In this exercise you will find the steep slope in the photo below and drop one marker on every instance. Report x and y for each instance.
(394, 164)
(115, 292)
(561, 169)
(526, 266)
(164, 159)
================
_Work to complete_: Extract every line above that contains the word "photo".

_Final answer_:
In this exercise you will find the steep slope in the photo below and drop one marker on every instance. Report x and y for each instance.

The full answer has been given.